======== DATA LISTING

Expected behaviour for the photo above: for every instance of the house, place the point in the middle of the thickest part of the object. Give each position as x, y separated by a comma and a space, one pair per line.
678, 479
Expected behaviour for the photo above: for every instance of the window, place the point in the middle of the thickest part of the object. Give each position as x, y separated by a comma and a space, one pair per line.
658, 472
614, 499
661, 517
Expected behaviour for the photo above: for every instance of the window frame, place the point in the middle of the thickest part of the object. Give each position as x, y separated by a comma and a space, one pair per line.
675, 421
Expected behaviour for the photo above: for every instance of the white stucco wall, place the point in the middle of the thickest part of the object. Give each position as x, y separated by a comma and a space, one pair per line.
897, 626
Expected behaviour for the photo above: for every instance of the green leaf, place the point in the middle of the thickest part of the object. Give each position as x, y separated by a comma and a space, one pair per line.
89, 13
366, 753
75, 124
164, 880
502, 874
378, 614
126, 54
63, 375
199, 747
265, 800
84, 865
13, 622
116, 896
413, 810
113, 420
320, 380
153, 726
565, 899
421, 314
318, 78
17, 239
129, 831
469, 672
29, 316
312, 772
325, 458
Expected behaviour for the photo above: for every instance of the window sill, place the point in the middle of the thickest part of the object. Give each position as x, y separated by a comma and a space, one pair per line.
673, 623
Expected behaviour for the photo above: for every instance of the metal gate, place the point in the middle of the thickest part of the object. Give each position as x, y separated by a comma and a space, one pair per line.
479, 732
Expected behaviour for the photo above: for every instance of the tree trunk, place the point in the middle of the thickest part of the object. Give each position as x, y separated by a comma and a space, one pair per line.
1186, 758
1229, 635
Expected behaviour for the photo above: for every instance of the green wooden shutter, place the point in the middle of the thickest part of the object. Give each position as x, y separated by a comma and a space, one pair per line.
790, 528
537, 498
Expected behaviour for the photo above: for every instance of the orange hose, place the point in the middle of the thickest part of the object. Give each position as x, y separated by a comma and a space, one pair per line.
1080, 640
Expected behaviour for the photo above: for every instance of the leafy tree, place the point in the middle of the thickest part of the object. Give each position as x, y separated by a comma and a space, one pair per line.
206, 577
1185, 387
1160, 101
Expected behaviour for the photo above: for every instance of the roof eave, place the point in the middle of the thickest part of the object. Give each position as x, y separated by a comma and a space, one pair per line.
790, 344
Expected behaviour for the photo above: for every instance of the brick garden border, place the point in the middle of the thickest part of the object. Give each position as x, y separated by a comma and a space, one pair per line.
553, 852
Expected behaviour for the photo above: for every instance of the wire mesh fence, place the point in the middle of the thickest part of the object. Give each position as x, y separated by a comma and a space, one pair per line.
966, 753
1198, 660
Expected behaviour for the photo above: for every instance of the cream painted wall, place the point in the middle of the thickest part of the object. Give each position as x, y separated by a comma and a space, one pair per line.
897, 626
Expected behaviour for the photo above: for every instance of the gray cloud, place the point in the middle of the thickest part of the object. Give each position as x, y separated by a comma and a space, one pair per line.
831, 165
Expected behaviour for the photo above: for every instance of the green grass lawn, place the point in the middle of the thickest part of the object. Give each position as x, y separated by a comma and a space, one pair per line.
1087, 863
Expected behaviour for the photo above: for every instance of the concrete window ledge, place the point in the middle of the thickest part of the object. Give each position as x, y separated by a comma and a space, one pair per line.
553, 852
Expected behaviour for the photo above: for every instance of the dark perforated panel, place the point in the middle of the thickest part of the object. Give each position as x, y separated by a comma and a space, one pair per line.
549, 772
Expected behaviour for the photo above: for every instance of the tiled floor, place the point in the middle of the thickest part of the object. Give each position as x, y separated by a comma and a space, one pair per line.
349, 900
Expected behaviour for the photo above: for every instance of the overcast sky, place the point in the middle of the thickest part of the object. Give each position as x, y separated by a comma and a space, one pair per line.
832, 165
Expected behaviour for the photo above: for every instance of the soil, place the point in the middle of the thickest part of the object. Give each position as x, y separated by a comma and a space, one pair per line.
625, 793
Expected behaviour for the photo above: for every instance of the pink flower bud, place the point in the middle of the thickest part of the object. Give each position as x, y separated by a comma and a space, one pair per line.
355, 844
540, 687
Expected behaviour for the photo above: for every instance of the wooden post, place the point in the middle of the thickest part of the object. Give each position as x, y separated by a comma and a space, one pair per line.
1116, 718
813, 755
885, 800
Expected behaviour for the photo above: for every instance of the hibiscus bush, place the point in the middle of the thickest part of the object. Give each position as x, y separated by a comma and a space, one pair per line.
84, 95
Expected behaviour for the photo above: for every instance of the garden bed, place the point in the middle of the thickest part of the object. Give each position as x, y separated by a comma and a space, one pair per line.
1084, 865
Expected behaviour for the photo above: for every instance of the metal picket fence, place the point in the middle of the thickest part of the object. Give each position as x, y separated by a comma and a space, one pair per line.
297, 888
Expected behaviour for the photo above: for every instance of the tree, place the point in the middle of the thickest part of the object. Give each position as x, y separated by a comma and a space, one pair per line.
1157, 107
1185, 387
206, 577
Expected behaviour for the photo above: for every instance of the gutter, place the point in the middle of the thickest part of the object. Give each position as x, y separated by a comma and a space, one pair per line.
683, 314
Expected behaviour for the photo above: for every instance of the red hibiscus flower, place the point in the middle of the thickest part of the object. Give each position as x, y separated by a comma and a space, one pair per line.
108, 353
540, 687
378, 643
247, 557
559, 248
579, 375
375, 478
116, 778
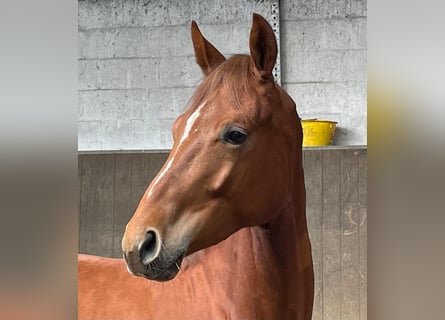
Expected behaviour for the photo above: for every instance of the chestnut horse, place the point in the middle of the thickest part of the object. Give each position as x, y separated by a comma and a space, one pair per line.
222, 227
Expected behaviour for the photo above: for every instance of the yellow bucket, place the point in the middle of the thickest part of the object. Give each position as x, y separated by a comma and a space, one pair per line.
318, 132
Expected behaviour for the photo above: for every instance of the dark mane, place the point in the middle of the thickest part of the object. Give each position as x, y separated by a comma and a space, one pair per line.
233, 75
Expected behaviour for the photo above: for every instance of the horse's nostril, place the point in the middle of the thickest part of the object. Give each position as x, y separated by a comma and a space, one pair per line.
148, 248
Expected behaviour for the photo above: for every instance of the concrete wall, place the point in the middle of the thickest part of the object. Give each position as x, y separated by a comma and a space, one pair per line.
137, 70
323, 62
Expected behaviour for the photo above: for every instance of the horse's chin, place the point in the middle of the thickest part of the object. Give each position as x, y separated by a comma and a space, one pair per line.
167, 274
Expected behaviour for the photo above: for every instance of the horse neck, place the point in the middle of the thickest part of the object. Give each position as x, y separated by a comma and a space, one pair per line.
275, 261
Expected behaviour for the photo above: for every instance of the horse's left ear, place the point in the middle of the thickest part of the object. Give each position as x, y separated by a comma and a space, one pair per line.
207, 56
263, 47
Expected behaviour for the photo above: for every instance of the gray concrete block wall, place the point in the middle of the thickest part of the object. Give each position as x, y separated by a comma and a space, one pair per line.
137, 69
136, 65
323, 63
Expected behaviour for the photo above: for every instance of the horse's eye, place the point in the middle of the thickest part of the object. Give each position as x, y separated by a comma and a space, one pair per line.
234, 135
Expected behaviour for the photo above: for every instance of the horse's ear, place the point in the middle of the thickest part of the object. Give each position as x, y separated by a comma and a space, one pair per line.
207, 56
263, 47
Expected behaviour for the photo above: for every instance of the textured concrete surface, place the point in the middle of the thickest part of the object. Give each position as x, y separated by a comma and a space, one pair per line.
137, 70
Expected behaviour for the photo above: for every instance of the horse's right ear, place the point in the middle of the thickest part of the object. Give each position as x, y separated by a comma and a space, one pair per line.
207, 56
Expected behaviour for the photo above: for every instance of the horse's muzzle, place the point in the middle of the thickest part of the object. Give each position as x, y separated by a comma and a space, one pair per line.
149, 260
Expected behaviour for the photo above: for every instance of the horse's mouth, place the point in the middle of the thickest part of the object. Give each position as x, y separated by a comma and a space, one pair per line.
157, 272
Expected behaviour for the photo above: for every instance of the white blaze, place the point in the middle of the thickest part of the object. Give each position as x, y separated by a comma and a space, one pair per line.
188, 127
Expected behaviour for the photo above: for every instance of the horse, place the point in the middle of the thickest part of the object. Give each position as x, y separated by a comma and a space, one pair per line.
221, 230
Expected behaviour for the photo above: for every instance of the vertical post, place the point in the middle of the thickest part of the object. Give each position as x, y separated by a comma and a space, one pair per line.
275, 16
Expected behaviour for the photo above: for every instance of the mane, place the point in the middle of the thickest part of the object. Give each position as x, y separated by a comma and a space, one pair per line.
233, 75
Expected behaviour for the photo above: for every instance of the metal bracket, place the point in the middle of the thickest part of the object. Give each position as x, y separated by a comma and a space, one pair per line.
275, 16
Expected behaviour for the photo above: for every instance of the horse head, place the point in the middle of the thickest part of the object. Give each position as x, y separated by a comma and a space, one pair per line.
232, 163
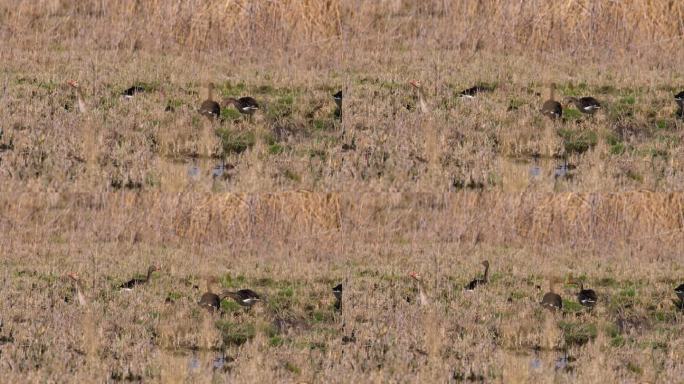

================

- _EXERCISE DESCRIPTION_: Excluding the pictures, retype the line containing "horse's muzzle, place" and all lines after it down to the end of the data above.

- _TASK RESULT_:
Expected behaviour for the photo above: for every instance of the horse's muzzle, place the point in the middle of the thickest part of the object. Give each position as x, y separated by a comma and a space, one pair per line.
149, 260
Expected behaviour for the photo above: for every instance of the horse's mouth, place the point in the middle of the thickest part of the object. Give each position as x, y separated by a comma and a space, one pair per line.
157, 272
Expected behaviour for the photo above: for every instance of the white blaze, place the point in the middle of the thickest part of the object. Give each position as x, y separated by a comma and a space, one pair per line.
188, 127
Expected behaviour for the photo above: for every instance of the horse, place the point in the middle of the thickest part of the object. Give each position as x, y separated by a comma and a space, one pair per line.
221, 230
Expected behaviour for the photo above: for every instance of the vertical post, place the point in the middle of the thickest part of the object. Give each position as x, y separated by a comma and a space, one pair per line.
275, 16
Expected behaviour for the photo above: for every instance of the mane, place the point in the middle of the thickest part of the object. Give each position as x, y separated by a comma and a space, one pair per line.
233, 75
Expected behaviour for the photo above: for every instance of the metal bracket, place the point in the middle of the thickest part of the object. Give each position as x, y separated by a comma and a space, one pair per line.
275, 16
Expected behaviour for the photo above: for every instance of the horse head, place the point in the middle of the thickest part of the object. Give each position as x, y separated by a comma and a space, one pair per line.
232, 163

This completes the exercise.